• **PROBLEM REQUIREMENTS**
Give the entries again exactly, every one of them.

(Beginning of DATA IN THIS EXERCISE)

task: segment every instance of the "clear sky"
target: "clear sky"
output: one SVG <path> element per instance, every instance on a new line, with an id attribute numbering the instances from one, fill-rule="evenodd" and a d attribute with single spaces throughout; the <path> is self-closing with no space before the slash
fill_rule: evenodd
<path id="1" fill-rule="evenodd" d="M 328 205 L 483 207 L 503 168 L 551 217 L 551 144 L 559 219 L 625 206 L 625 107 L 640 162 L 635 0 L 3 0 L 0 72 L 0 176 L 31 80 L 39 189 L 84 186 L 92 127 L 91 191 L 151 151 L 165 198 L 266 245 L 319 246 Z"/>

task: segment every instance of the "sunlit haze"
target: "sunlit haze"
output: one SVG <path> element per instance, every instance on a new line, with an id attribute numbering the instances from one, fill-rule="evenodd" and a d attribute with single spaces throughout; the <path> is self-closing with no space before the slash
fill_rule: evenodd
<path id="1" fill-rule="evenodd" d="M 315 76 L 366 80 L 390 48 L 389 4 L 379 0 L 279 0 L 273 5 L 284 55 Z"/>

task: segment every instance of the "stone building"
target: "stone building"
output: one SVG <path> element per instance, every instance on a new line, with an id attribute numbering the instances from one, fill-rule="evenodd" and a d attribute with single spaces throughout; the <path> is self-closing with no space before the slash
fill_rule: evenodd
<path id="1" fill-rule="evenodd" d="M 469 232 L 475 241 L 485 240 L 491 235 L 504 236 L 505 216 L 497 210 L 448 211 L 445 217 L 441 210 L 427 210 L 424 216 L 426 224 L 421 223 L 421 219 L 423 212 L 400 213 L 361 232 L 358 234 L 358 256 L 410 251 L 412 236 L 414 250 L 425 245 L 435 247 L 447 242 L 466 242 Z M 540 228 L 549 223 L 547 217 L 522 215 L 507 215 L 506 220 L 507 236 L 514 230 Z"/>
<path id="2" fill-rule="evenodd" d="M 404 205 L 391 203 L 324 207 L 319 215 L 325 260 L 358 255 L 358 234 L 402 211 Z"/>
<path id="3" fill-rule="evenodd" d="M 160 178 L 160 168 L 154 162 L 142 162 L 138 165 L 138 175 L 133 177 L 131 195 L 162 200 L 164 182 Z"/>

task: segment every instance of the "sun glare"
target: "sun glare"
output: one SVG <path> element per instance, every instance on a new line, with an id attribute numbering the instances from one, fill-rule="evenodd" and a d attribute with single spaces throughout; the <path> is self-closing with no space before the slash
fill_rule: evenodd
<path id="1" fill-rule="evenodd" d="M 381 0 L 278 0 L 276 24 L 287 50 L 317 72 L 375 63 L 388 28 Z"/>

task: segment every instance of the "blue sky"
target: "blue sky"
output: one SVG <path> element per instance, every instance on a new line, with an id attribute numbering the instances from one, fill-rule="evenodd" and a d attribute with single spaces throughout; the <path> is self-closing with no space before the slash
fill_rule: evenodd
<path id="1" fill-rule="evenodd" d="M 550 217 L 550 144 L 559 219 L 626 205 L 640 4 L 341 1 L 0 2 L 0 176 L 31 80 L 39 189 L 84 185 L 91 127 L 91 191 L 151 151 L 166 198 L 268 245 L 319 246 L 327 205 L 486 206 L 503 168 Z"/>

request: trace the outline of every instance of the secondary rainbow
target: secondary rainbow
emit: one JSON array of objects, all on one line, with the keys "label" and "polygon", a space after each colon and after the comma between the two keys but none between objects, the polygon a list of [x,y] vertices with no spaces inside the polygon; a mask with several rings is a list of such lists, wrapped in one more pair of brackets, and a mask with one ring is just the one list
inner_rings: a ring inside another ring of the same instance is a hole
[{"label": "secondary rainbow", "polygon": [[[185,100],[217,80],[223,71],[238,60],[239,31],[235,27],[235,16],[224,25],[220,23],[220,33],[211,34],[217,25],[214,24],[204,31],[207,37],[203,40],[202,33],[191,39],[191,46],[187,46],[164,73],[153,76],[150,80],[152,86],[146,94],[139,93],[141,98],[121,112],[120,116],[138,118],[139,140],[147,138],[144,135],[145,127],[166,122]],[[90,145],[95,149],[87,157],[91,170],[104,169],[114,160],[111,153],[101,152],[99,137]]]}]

(End of DATA IN THIS EXERCISE)

• **RESULT**
task: segment every instance of the "clear sky"
target: "clear sky"
output: one SVG <path> element per instance, every instance on a new line, with an id attribute numbering the instances from one, fill-rule="evenodd" and a d attribute with single spaces throughout; the <path> is self-closing with no space before the slash
fill_rule: evenodd
<path id="1" fill-rule="evenodd" d="M 328 205 L 483 207 L 503 168 L 551 217 L 551 144 L 559 219 L 625 206 L 625 107 L 640 162 L 635 0 L 3 0 L 0 72 L 0 176 L 31 80 L 39 189 L 84 186 L 92 127 L 91 191 L 151 151 L 165 198 L 266 245 L 319 246 Z"/>

task: segment every instance of the "sunlit haze"
target: "sunlit haze"
output: one SVG <path> element per instance, every instance on a new line, with an id attribute numbering the instances from one, fill-rule="evenodd" and a d attribute with single spaces throughout; the <path> is self-closing with no space before the slash
fill_rule: evenodd
<path id="1" fill-rule="evenodd" d="M 315 76 L 366 80 L 390 48 L 389 4 L 379 0 L 279 0 L 273 5 L 284 55 Z"/>

task: segment every instance of the "stone building"
target: "stone building"
output: one SVG <path> element per instance, every instance on a new line, with an id attribute numbering the instances from one, fill-rule="evenodd" and a d attribute with single spaces throughout; the <path> is self-closing with no space before the slash
fill_rule: evenodd
<path id="1" fill-rule="evenodd" d="M 469 232 L 475 241 L 485 240 L 491 235 L 504 236 L 505 216 L 497 210 L 448 211 L 445 217 L 441 210 L 427 210 L 424 216 L 426 224 L 421 223 L 421 219 L 423 212 L 400 213 L 361 232 L 358 234 L 358 256 L 410 251 L 412 236 L 414 250 L 425 245 L 435 247 L 447 242 L 466 242 Z M 540 228 L 549 223 L 547 217 L 522 215 L 507 215 L 506 220 L 507 236 L 514 230 Z"/>
<path id="2" fill-rule="evenodd" d="M 404 205 L 391 203 L 324 207 L 319 215 L 325 260 L 358 255 L 358 234 L 402 211 Z"/>
<path id="3" fill-rule="evenodd" d="M 160 178 L 160 168 L 154 162 L 142 162 L 138 165 L 138 175 L 133 177 L 131 195 L 162 200 L 164 182 Z"/>

task: segment every instance of the "sun glare"
target: "sun glare"
output: one SVG <path> element per instance, every instance on a new line, with an id attribute numbering the instances from one, fill-rule="evenodd" and a d attribute with single spaces throughout; the <path> is self-closing with no space before the slash
fill_rule: evenodd
<path id="1" fill-rule="evenodd" d="M 381 0 L 278 0 L 276 24 L 287 50 L 317 72 L 375 63 L 388 28 Z"/>

task: segment every instance of the "blue sky"
target: "blue sky"
output: one SVG <path> element per instance, every instance on a new line, with an id attribute numbering the instances from one, fill-rule="evenodd" and a d attribute with single spaces throughout; the <path> is self-closing with no space before the slash
fill_rule: evenodd
<path id="1" fill-rule="evenodd" d="M 550 217 L 550 144 L 559 219 L 626 205 L 640 4 L 341 1 L 0 2 L 0 176 L 31 80 L 39 189 L 84 185 L 91 127 L 91 191 L 151 151 L 166 198 L 268 245 L 319 246 L 327 205 L 486 206 L 503 168 Z"/>

request: trace the outline of every instance of the secondary rainbow
target: secondary rainbow
emit: one JSON array of objects, all on one line, with the keys "label" and "polygon", a space after each colon and after the comma between the two keys but none between objects, the polygon a list of [x,y] vertices with no spaces inside the polygon; a mask with several rings is a list of such lists, wrapped in one more pair of brackets, and a mask with one ring is just the one list
inner_rings: a ring inside another ring of the same instance is a hole
[{"label": "secondary rainbow", "polygon": [[[185,100],[217,80],[223,71],[238,60],[239,31],[235,27],[235,16],[224,25],[220,23],[220,33],[211,34],[217,25],[214,24],[204,31],[207,37],[203,40],[202,33],[191,39],[191,46],[187,46],[164,73],[153,76],[150,80],[152,86],[146,94],[139,93],[141,98],[121,112],[120,116],[138,118],[139,140],[147,138],[144,135],[145,127],[166,122]],[[90,145],[95,149],[87,157],[91,170],[104,169],[114,160],[111,153],[101,152],[99,137]]]}]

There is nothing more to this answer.